/---

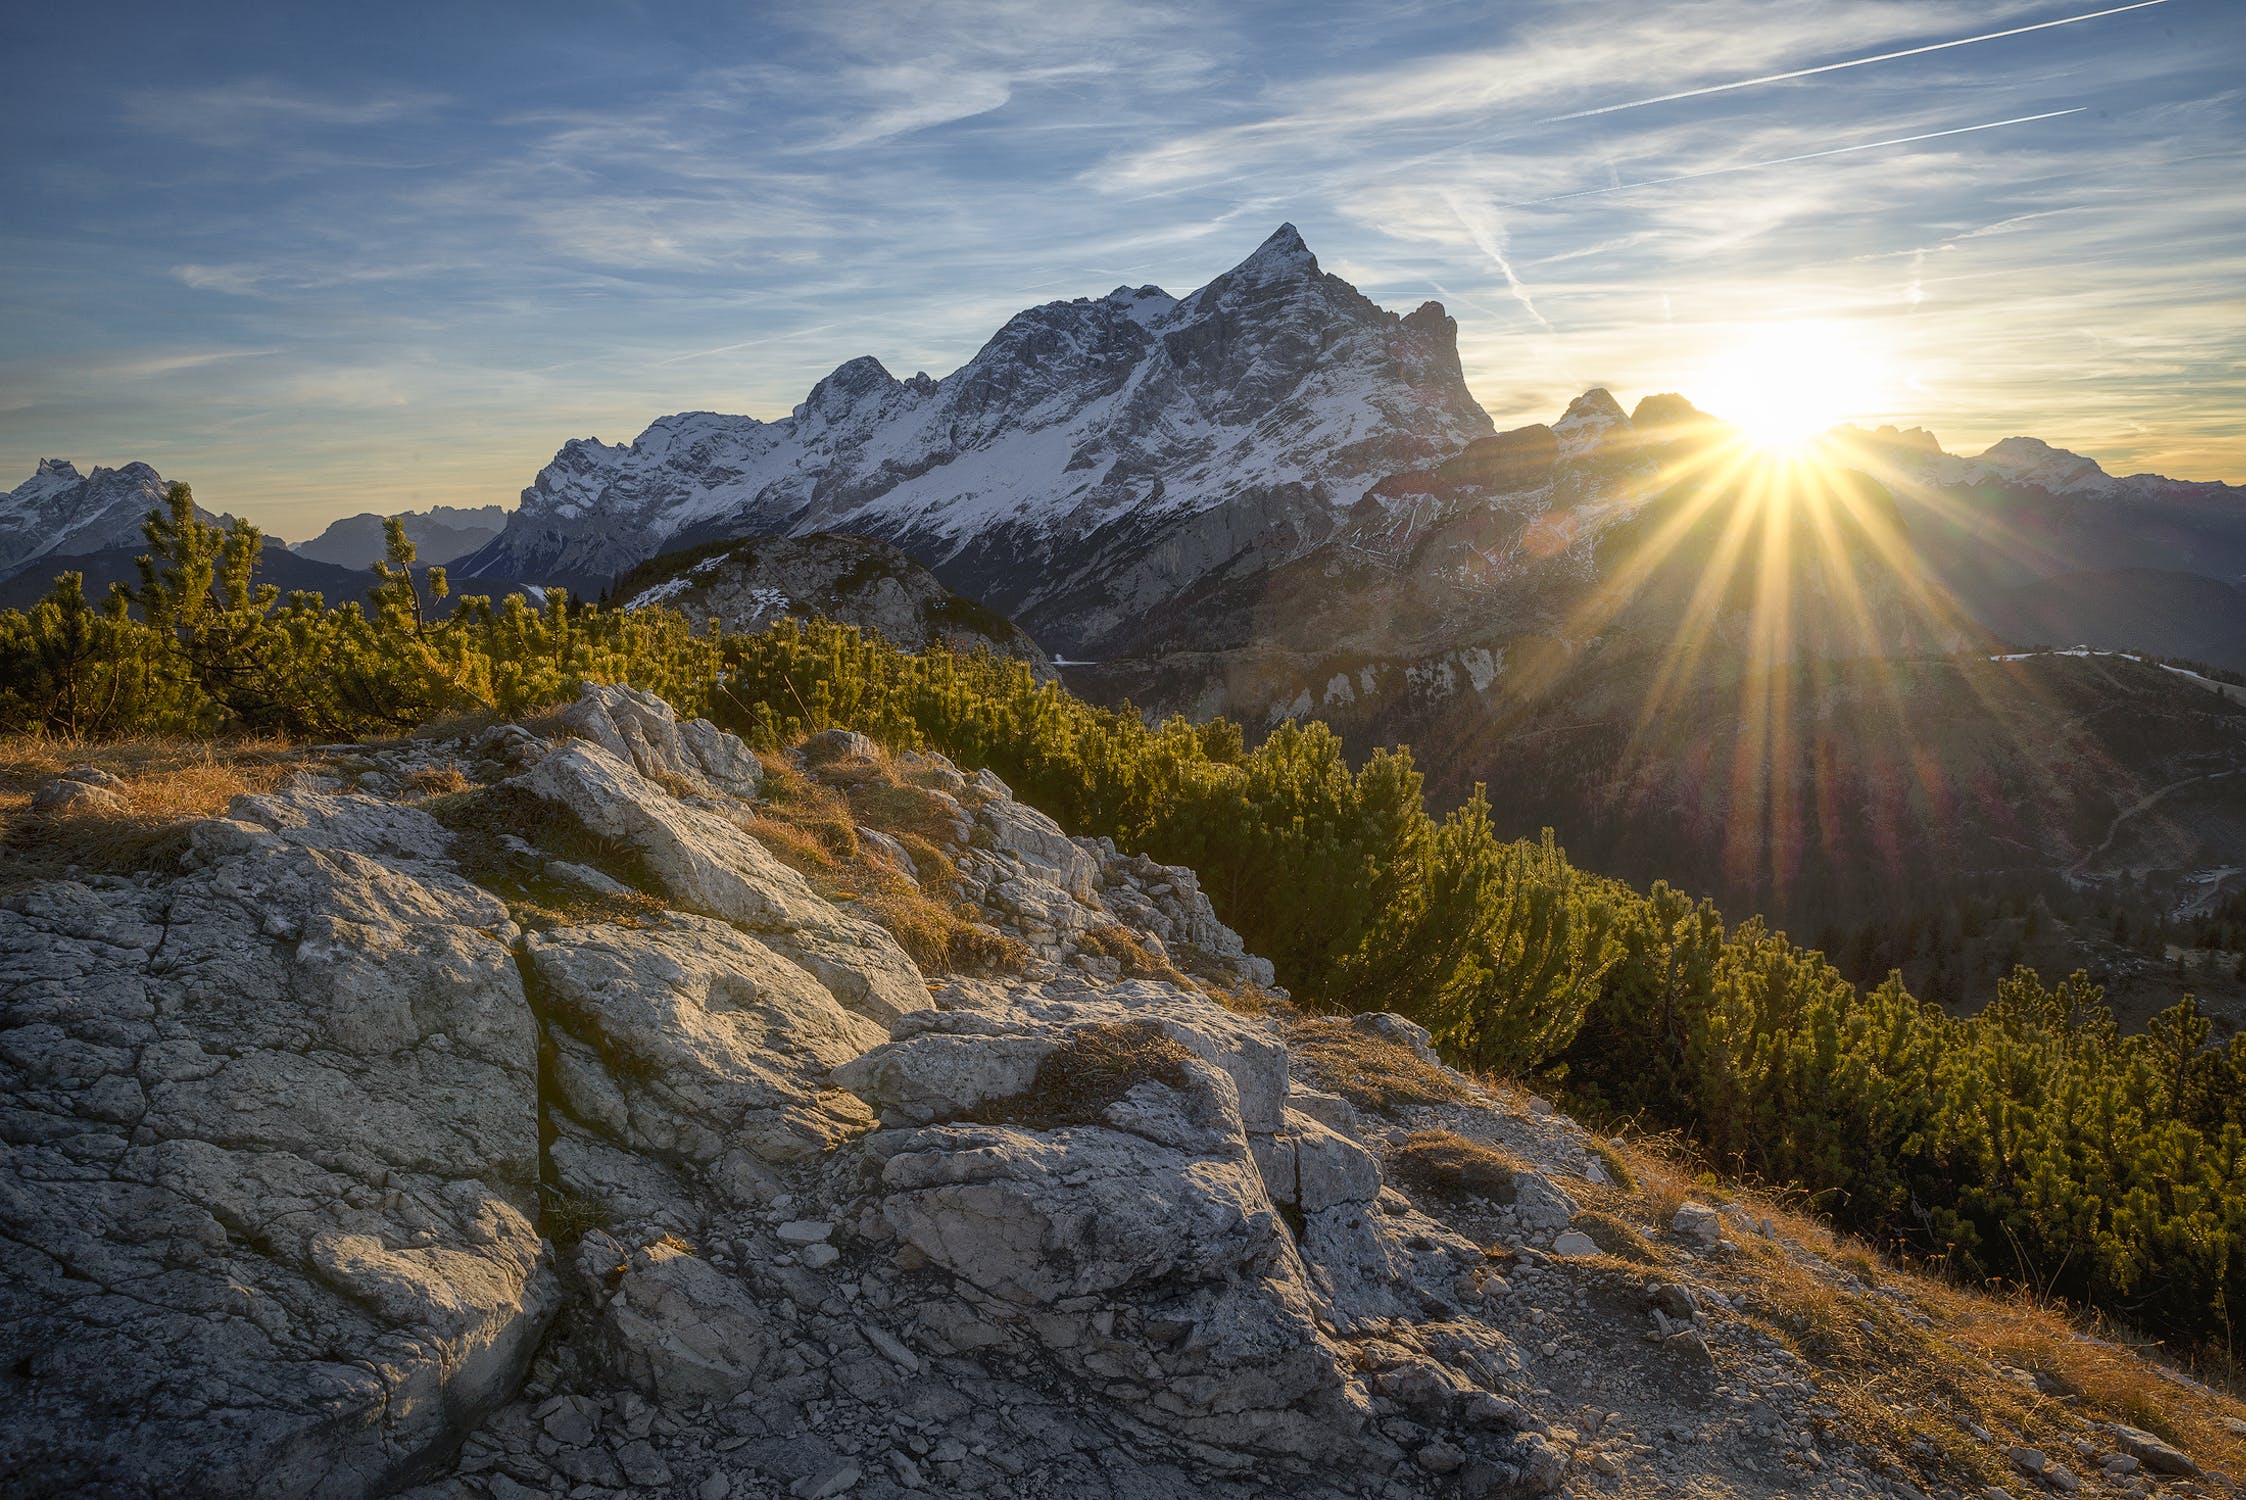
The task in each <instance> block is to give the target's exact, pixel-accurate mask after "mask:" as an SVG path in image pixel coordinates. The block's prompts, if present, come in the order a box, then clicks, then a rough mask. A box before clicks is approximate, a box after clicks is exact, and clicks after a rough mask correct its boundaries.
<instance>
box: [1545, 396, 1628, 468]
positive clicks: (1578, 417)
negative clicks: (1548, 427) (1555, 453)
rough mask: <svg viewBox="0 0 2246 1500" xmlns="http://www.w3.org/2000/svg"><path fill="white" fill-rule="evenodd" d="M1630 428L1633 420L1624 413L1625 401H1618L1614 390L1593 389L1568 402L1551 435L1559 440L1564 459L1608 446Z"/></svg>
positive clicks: (1586, 452) (1559, 446)
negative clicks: (1614, 439) (1608, 441)
mask: <svg viewBox="0 0 2246 1500" xmlns="http://www.w3.org/2000/svg"><path fill="white" fill-rule="evenodd" d="M1628 429H1631V418H1628V413H1624V411H1622V402H1617V400H1615V395H1613V391H1608V388H1606V386H1592V388H1590V391H1586V393H1583V395H1579V397H1574V400H1572V402H1568V411H1565V413H1561V420H1559V422H1554V424H1552V436H1554V438H1559V451H1561V458H1581V456H1586V454H1590V451H1595V449H1599V447H1606V442H1608V438H1613V436H1615V433H1626V431H1628Z"/></svg>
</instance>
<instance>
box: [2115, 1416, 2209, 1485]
mask: <svg viewBox="0 0 2246 1500" xmlns="http://www.w3.org/2000/svg"><path fill="white" fill-rule="evenodd" d="M2113 1442H2116V1444H2120V1451H2122V1453H2127V1455H2129V1457H2134V1460H2136V1462H2140V1464H2143V1466H2145V1469H2152V1471H2154V1473H2179V1475H2185V1473H2199V1464H2194V1462H2192V1460H2190V1455H2185V1453H2183V1451H2181V1448H2176V1446H2172V1444H2170V1442H2165V1439H2163V1437H2158V1435H2154V1433H2147V1430H2145V1428H2129V1426H2116V1428H2113Z"/></svg>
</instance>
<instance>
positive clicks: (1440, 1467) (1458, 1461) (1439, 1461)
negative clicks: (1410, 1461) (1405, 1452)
mask: <svg viewBox="0 0 2246 1500" xmlns="http://www.w3.org/2000/svg"><path fill="white" fill-rule="evenodd" d="M1413 1457H1415V1462H1417V1464H1419V1466H1422V1469H1426V1471H1428V1473H1453V1471H1458V1469H1462V1466H1464V1462H1467V1455H1464V1451H1460V1448H1458V1446H1453V1444H1446V1442H1442V1439H1440V1437H1437V1439H1435V1442H1431V1444H1428V1446H1424V1448H1419V1453H1415V1455H1413Z"/></svg>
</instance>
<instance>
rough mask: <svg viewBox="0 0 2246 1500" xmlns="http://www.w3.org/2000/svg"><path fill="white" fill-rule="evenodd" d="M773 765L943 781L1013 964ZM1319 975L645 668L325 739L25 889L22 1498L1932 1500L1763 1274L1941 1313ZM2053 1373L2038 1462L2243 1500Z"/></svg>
mask: <svg viewBox="0 0 2246 1500" xmlns="http://www.w3.org/2000/svg"><path fill="white" fill-rule="evenodd" d="M775 775H786V777H809V779H813V781H822V784H827V786H838V788H860V790H865V788H880V795H878V797H874V799H869V802H865V806H889V808H896V806H903V804H912V806H914V808H916V813H914V815H912V817H910V824H912V829H910V831H907V829H905V826H903V824H896V826H894V833H896V835H892V833H887V831H883V829H876V826H862V829H858V840H860V858H867V860H876V862H883V867H885V869H889V871H892V878H894V880H896V882H903V885H912V887H919V885H921V882H925V885H928V889H939V882H941V889H948V891H955V898H957V900H961V903H964V909H966V912H970V914H973V921H975V923H979V927H982V932H984V939H982V950H984V954H986V957H984V961H979V963H977V966H975V968H973V972H946V975H937V972H925V970H923V968H921V966H916V963H914V959H912V957H907V952H905V950H903V948H901V945H898V941H896V939H894V936H892V934H889V932H887V930H885V927H880V925H876V923H874V921H867V916H865V912H862V909H856V907H844V905H836V903H831V900H827V898H824V896H820V894H818V889H813V885H811V882H809V880H806V878H804V876H800V874H797V871H795V869H791V867H788V865H784V862H782V860H779V858H775V851H773V847H770V844H768V842H766V840H764V838H761V835H759V833H757V829H759V826H764V824H761V808H764V797H766V793H768V781H770V777H775ZM58 786H70V788H74V795H72V797H61V795H56V797H49V799H47V804H54V806H67V808H72V811H74V813H83V815H94V817H99V811H101V806H103V799H108V802H117V793H112V790H108V788H106V786H103V781H101V772H70V775H67V777H65V779H63V781H61V784H58ZM427 786H451V788H463V786H465V790H451V793H445V795H438V797H433V799H431V797H429V795H427V793H422V790H416V788H427ZM853 806H858V804H853ZM1269 981H1271V972H1269V966H1264V963H1262V961H1258V959H1256V957H1251V954H1247V952H1242V943H1240V939H1238V936H1235V934H1231V932H1229V930H1226V927H1224V925H1222V923H1220V921H1217V918H1215V914H1213V912H1211V907H1208V900H1206V898H1204V896H1202V894H1199V889H1197V882H1195V876H1193V871H1186V869H1170V867H1161V865H1154V862H1150V860H1145V858H1134V856H1125V853H1119V851H1116V849H1114V847H1112V844H1110V842H1105V840H1080V838H1069V835H1067V833H1062V829H1058V826H1056V824H1053V822H1051V820H1047V817H1044V815H1040V813H1035V811H1031V808H1026V806H1022V804H1020V802H1015V799H1013V797H1011V795H1008V793H1006V788H1004V786H1002V784H999V781H997V779H995V777H990V775H988V772H982V775H973V777H970V775H964V772H961V770H957V768H955V766H950V763H948V761H943V759H941V757H916V754H901V757H887V754H885V752H880V750H878V748H876V746H874V743H871V741H865V739H862V737H856V734H849V732H842V730H833V732H827V734H822V737H815V739H813V741H809V743H806V746H802V750H800V752H795V754H793V757H791V761H788V763H782V761H775V763H773V766H766V763H761V761H759V759H757V757H755V754H750V752H748V750H746V748H743V746H741V743H739V741H737V739H732V737H728V734H723V732H719V730H714V728H712V725H707V723H699V721H696V723H681V721H676V716H672V712H669V710H667V707H665V705H663V703H660V701H656V698H649V696H645V694H633V692H629V689H615V687H597V689H588V692H586V696H584V698H582V701H579V703H577V705H573V707H568V710H566V712H564V714H559V716H557V719H553V721H548V723H546V728H544V732H532V730H528V728H521V725H501V728H496V730H485V732H478V734H474V737H467V739H442V737H424V739H411V741H393V743H384V746H359V748H323V750H321V752H317V757H308V759H305V763H303V770H301V772H299V775H296V779H294V781H290V784H283V786H281V788H279V790H274V793H265V795H247V797H238V799H236V802H234V806H231V811H229V813H227V815H225V817H213V820H204V822H198V824H193V826H191V829H189V833H186V838H184V856H182V858H180V860H177V867H175V869H141V871H137V874H97V871H81V874H79V876H76V878H67V880H47V882H36V885H18V887H16V889H13V891H11V894H9V896H4V898H0V1040H4V1044H0V1082H4V1087H0V1127H4V1132H7V1141H9V1152H7V1154H4V1156H0V1233H4V1235H7V1242H9V1255H11V1269H9V1275H7V1278H4V1280H0V1329H4V1334H7V1347H9V1363H7V1365H4V1368H0V1394H4V1401H0V1466H4V1473H7V1475H9V1482H7V1487H9V1493H22V1496H63V1493H150V1496H153V1493H256V1496H283V1498H285V1496H373V1493H400V1491H402V1493H411V1496H418V1498H420V1500H469V1498H496V1500H519V1498H521V1496H535V1493H595V1491H597V1493H604V1496H629V1498H640V1496H645V1498H649V1500H651V1498H656V1496H665V1498H674V1496H696V1498H699V1500H734V1498H750V1496H797V1498H806V1496H844V1493H847V1496H862V1498H865V1500H903V1498H905V1496H1008V1498H1013V1496H1035V1498H1056V1500H1058V1498H1062V1496H1065V1498H1069V1500H1087V1498H1089V1500H1188V1498H1190V1500H1199V1498H1204V1496H1229V1498H1233V1500H1280V1498H1282V1496H1285V1498H1312V1500H1339V1498H1345V1496H1348V1498H1359V1496H1363V1498H1370V1496H1381V1498H1390V1496H1395V1498H1402V1496H1437V1498H1442V1500H1491V1498H1496V1496H1539V1493H1556V1491H1568V1493H1590V1489H1597V1491H1599V1493H1608V1491H1613V1493H1649V1496H1651V1493H1732V1496H1891V1493H1918V1489H1916V1484H1911V1487H1909V1491H1900V1489H1896V1484H1909V1482H1911V1480H1914V1478H1916V1480H1923V1482H1925V1484H1929V1487H1934V1489H1941V1487H1938V1484H1936V1482H1934V1480H1932V1478H1925V1475H1927V1473H1947V1471H1945V1469H1941V1464H1945V1462H1950V1460H1945V1457H1941V1453H1938V1451H1936V1448H1932V1446H1929V1448H1925V1451H1918V1448H1902V1446H1896V1444H1898V1442H1900V1437H1896V1435H1893V1433H1889V1430H1887V1426H1884V1424H1862V1419H1860V1415H1853V1410H1855V1408H1846V1406H1837V1403H1835V1397H1833V1390H1839V1388H1833V1385H1826V1383H1824V1379H1822V1376H1819V1372H1817V1370H1815V1368H1813V1365H1810V1363H1808V1361H1806V1359H1804V1356H1801V1354H1799V1352H1797V1350H1795V1345H1792V1341H1790V1336H1788V1334H1783V1332H1781V1327H1783V1323H1781V1320H1779V1318H1788V1316H1792V1314H1781V1311H1777V1305H1774V1302H1772V1300H1770V1298H1772V1287H1774V1284H1795V1282H1799V1284H1801V1287H1808V1289H1813V1293H1815V1296H1813V1302H1804V1307H1808V1305H1815V1307H1819V1309H1828V1305H1830V1307H1837V1309H1842V1314H1833V1316H1839V1318H1842V1320H1846V1318H1857V1323H1860V1325H1862V1327H1864V1329H1875V1332H1878V1329H1887V1327H1889V1325H1893V1327H1896V1329H1902V1327H1905V1325H1907V1323H1911V1320H1916V1323H1914V1325H1916V1327H1920V1329H1929V1332H1925V1334H1911V1336H1914V1338H1927V1336H1938V1334H1936V1332H1934V1329H1936V1325H1934V1323H1932V1320H1927V1316H1925V1314H1923V1311H1920V1309H1918V1307H1916V1305H1911V1302H1909V1293H1905V1291H1900V1289H1898V1287H1896V1284H1884V1282H1882V1284H1880V1287H1878V1289H1875V1287H1871V1284H1869V1282H1864V1280H1857V1278H1855V1273H1851V1271H1846V1269H1842V1266H1839V1264H1835V1262H1833V1260H1830V1257H1828V1251H1830V1246H1824V1249H1822V1246H1817V1244H1810V1242H1804V1240H1799V1237H1795V1231H1790V1228H1783V1226H1774V1224H1772V1222H1770V1219H1768V1217H1756V1213H1754V1210H1747V1208H1741V1206H1736V1204H1723V1201H1718V1204H1696V1201H1682V1204H1680V1201H1676V1199H1662V1197H1660V1195H1658V1192H1653V1190H1649V1192H1646V1195H1644V1197H1642V1195H1637V1190H1633V1188H1626V1186H1622V1183H1617V1181H1615V1177H1613V1172H1615V1170H1619V1168H1615V1165H1613V1163H1615V1156H1613V1154H1610V1152H1608V1150H1606V1147H1604V1145H1601V1143H1597V1141H1595V1138H1590V1136H1588V1134H1586V1132H1583V1129H1579V1127H1577V1125H1574V1123H1572V1121H1568V1118H1563V1116H1559V1114H1554V1112H1552V1109H1550V1107H1545V1105H1543V1103H1539V1100H1532V1098H1527V1096H1521V1094H1512V1091H1498V1089H1491V1087H1485V1085H1480V1082H1476V1080H1469V1078H1462V1076H1458V1073H1451V1071H1449V1069H1442V1067H1440V1064H1437V1062H1435V1060H1433V1055H1431V1051H1428V1044H1426V1033H1424V1031H1419V1028H1417V1026H1413V1024H1410V1022H1406V1019H1402V1017H1393V1015H1361V1017H1354V1019H1300V1017H1291V1015H1289V1008H1287V1006H1285V1004H1282V999H1280V997H1278V995H1276V993H1271V990H1269ZM1649 1215H1651V1217H1649ZM1772 1266H1779V1269H1781V1271H1783V1275H1779V1278H1777V1280H1774V1271H1772ZM1875 1318H1878V1320H1880V1323H1878V1325H1875V1323H1873V1320H1875ZM1945 1359H1947V1361H1950V1368H1947V1372H1945V1379H1947V1381H1950V1385H1945V1390H1961V1392H1963V1390H1972V1388H1974V1383H1981V1385H1985V1388H1990V1390H1999V1392H2015V1397H2012V1399H2015V1403H2017V1399H2019V1397H2017V1385H2015V1383H2012V1376H2010V1374H2006V1372H2003V1370H1997V1368H1990V1365H1988V1363H1985V1359H1983V1356H1979V1354H1972V1352H1967V1350H1965V1347H1956V1350H1952V1354H1945ZM2021 1379H2026V1376H2021ZM1855 1381H1857V1372H1855V1368H1853V1365H1851V1368H1848V1379H1844V1381H1842V1388H1853V1385H1855ZM2037 1406H2039V1410H2042V1412H2044V1415H2042V1417H2037V1424H2046V1426H2039V1428H2035V1430H2033V1433H2030V1430H2019V1433H2012V1430H2008V1433H2003V1435H1999V1433H1990V1435H1985V1439H1983V1442H1988V1444H1997V1451H1999V1455H2001V1451H2003V1444H2008V1442H2015V1439H2017V1444H2015V1448H2012V1460H2008V1462H2010V1464H2012V1466H2015V1471H2019V1473H2051V1471H2053V1469H2066V1466H2069V1462H2084V1460H2071V1455H2069V1457H2055V1455H2053V1453H2051V1451H2046V1448H2051V1444H2053V1442H2055V1439H2060V1437H2064V1439H2066V1442H2069V1444H2078V1446H2080V1451H2082V1455H2084V1457H2087V1462H2093V1464H2096V1462H2102V1455H2111V1460H2105V1462H2109V1469H2107V1473H2143V1478H2140V1482H2138V1484H2140V1491H2138V1493H2161V1491H2167V1489H2170V1487H2176V1489H2174V1491H2172V1493H2179V1496H2181V1493H2203V1491H2199V1489H2192V1484H2197V1482H2199V1480H2194V1478H2192V1475H2194V1473H2197V1464H2194V1460H2192V1457H2190V1455H2185V1453H2181V1451H2176V1448H2174V1446H2170V1444H2163V1442H2161V1439H2158V1437H2154V1435H2149V1433H2138V1430H2136V1428H2105V1426H2100V1424H2089V1421H2082V1419H2078V1417H2071V1415H2069V1412H2066V1408H2064V1406H2060V1403H2042V1401H2039V1403H2037ZM2030 1435H2033V1437H2037V1442H2042V1444H2044V1448H2037V1446H2033V1444H2028V1437H2030ZM1891 1437H1896V1442H1889V1439H1891ZM2057 1453H2069V1451H2066V1448H2057ZM2136 1455H2149V1457H2136ZM1997 1462H2006V1460H2001V1457H1999V1460H1997ZM2030 1462H2033V1464H2035V1469H2021V1466H2024V1464H2030ZM1923 1471H1925V1473H1923ZM2179 1475H2181V1478H2179ZM2069 1478H2073V1475H2071V1473H2069ZM2147 1480H2149V1482H2147ZM2053 1482H2055V1480H2053ZM1583 1487H1590V1489H1583Z"/></svg>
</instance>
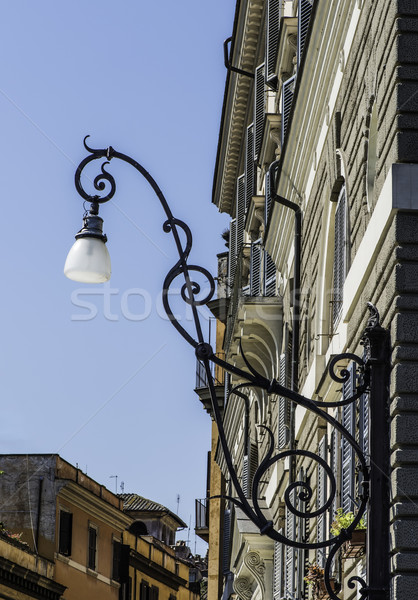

\---

In the listing above, locate the line containing "box: [1545, 396, 1628, 468]" and the line containing "positive clicks: (1440, 1467)". Transcribe those two lines and everything between them, exactly as written.

box: [1545, 396, 1628, 468]
positive clicks: (1578, 417)
negative clicks: (1548, 427) (1555, 453)
rough mask: <svg viewBox="0 0 2246 1500" xmlns="http://www.w3.org/2000/svg"><path fill="white" fill-rule="evenodd" d="M1630 428L1633 420L1624 413L1625 401H1618L1614 390L1593 389L1568 402L1551 435L1559 440L1564 459L1608 446Z"/></svg>
positive clicks: (1586, 452) (1559, 446)
negative clicks: (1614, 439) (1608, 441)
mask: <svg viewBox="0 0 2246 1500" xmlns="http://www.w3.org/2000/svg"><path fill="white" fill-rule="evenodd" d="M1628 429H1631V418H1628V413H1624V411H1622V402H1617V400H1615V395H1613V391H1608V388H1606V386H1592V388H1590V391H1586V393H1583V395H1579V397H1574V400H1572V402H1568V411H1565V413H1561V420H1559V422H1554V424H1552V436H1554V438H1559V451H1561V458H1581V456H1586V454H1590V451H1595V449H1599V447H1606V442H1608V438H1613V436H1615V433H1626V431H1628Z"/></svg>
</instance>
<instance>
box: [2115, 1416, 2209, 1485]
mask: <svg viewBox="0 0 2246 1500" xmlns="http://www.w3.org/2000/svg"><path fill="white" fill-rule="evenodd" d="M2113 1442H2116V1444H2120V1451H2122V1453H2127V1455H2129V1457H2134V1460H2136V1462H2140V1464H2143V1466H2145V1469H2152V1471H2154V1473H2179V1475H2185V1473H2199V1464H2194V1462H2192V1460H2190V1455H2185V1453H2183V1451H2181V1448H2176V1446H2172V1444H2170V1442H2165V1439H2163V1437H2158V1435H2154V1433H2147V1430H2145V1428H2129V1426H2116V1428H2113Z"/></svg>
</instance>
<instance>
positive clicks: (1440, 1467) (1458, 1461) (1439, 1461)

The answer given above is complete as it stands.